# What is required
Copy the data below line for line, with no changes to any character or to the order.

### Dataset records

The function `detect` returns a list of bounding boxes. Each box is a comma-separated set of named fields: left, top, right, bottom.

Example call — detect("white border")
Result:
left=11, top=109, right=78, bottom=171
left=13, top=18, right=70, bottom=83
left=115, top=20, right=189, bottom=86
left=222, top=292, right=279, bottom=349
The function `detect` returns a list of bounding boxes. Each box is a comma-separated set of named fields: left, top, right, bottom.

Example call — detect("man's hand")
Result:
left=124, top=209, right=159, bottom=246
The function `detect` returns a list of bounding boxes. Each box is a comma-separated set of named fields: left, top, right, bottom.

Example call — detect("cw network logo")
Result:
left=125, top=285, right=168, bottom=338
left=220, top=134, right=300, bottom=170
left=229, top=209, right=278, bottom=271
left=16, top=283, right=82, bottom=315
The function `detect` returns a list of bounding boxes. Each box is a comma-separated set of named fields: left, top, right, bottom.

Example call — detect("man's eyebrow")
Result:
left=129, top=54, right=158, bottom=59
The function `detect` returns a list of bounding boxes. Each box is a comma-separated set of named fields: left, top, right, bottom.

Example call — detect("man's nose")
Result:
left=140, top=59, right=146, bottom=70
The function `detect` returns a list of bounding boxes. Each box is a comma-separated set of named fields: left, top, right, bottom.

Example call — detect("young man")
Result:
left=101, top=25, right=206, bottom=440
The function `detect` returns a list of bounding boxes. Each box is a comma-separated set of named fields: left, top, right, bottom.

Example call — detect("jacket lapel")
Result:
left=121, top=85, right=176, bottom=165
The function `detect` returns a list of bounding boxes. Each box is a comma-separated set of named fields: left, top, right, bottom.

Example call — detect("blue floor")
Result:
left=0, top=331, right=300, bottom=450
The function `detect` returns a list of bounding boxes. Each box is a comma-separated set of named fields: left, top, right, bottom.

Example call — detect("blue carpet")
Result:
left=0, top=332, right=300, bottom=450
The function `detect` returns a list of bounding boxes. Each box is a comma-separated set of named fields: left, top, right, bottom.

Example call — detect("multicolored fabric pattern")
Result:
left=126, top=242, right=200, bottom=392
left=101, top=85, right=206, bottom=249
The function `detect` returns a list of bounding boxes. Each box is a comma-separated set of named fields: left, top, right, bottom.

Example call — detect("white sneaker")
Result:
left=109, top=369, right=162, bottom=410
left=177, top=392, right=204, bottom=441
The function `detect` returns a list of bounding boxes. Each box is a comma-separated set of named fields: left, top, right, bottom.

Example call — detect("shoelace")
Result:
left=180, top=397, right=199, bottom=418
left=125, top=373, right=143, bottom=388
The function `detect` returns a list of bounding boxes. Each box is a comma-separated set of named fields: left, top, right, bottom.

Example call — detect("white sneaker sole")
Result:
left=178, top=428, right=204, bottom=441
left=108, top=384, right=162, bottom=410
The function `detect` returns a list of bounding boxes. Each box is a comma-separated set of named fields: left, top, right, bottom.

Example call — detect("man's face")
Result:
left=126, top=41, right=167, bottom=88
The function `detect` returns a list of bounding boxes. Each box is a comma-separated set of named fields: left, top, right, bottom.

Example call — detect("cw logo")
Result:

######

# Output of the exercise
The function `detect` returns a list of bounding boxes. Each box is a comma-separated set of named fields: left, top, right, bottom.

Example call — detect("white border")
Result:
left=11, top=109, right=78, bottom=171
left=13, top=18, right=70, bottom=83
left=115, top=20, right=189, bottom=86
left=222, top=292, right=279, bottom=349
The function `detect` returns a list of bounding boxes. Each box is a comma-separated set of named fields: left, top, right, bottom.

Example call — detect("man's hand")
Result:
left=124, top=209, right=159, bottom=246
The function `detect` returns a list of bounding boxes. Each box is a comma-separated set of named fields: left, top, right, bottom.

Example call — detect("cw network logo")
Result:
left=125, top=285, right=168, bottom=338
left=220, top=134, right=300, bottom=170
left=229, top=209, right=278, bottom=271
left=16, top=283, right=82, bottom=315
The function `detect` returns a list of bounding boxes. Each box is a comma-separated set of named fields: left, top, right, bottom.

Example call — detect("man's eyebrow")
Result:
left=129, top=54, right=158, bottom=59
The function `detect` returns a list of bounding boxes. Each box is a comma-separated set of named fields: left, top, right, bottom.

Example call — detect("man's nose")
Result:
left=140, top=59, right=146, bottom=70
The function `detect` returns a list of bounding boxes. Each box is a comma-separated set of named fields: left, top, right, bottom.

Example call — detect("young man")
Result:
left=101, top=25, right=206, bottom=440
The function `detect` returns a list of bounding boxes. Each box is a comma-separated set of named fields: left, top, right, bottom.

Example call — detect("jacket lapel")
Result:
left=121, top=85, right=176, bottom=165
The function `detect` returns a list of bounding boxes. Each box is a comma-separated set of named fields: left, top, right, bottom.

Example call — detect("blue floor")
Result:
left=0, top=331, right=300, bottom=450
The function `detect` returns a list of bounding boxes. Each box is a comma-separated set of named fields: left, top, right, bottom.

Example call — detect("blue carpet")
Result:
left=0, top=332, right=300, bottom=450
The function `detect` returns a list of bounding boxes. Each box is a comma-separated set of named fields: left, top, right, bottom.

Example call — detect("multicolored fabric pattern")
Result:
left=126, top=242, right=200, bottom=392
left=101, top=85, right=206, bottom=249
The function `detect` returns a list of bounding boxes. Each box is a comma-separated set of named fields: left, top, right, bottom.

Example call — detect("white sneaker")
Result:
left=109, top=369, right=162, bottom=410
left=177, top=392, right=204, bottom=441
The function `detect` returns a list of bounding boxes. Each box is a comma-separated set of named fields: left, top, right, bottom.

Example call — detect("shoelace")
Result:
left=180, top=397, right=199, bottom=418
left=125, top=373, right=143, bottom=388
The function `detect` returns a list of bounding boxes. Each box is a comma-separated set of named fields: left, top, right, bottom.

Example call — detect("white sneaker sole")
Result:
left=178, top=428, right=204, bottom=441
left=108, top=384, right=162, bottom=410
The function `detect` returns a list of bounding boxes. Each box is a comma-separated set of named fields: left, top, right, bottom.

Example call — detect("man's face")
Result:
left=126, top=41, right=167, bottom=88
The function `detect` returns a list of bounding boxes. Each box is a comma-separated set of named fields: left, top, right, bottom.

Example call — detect("cw logo")
Result:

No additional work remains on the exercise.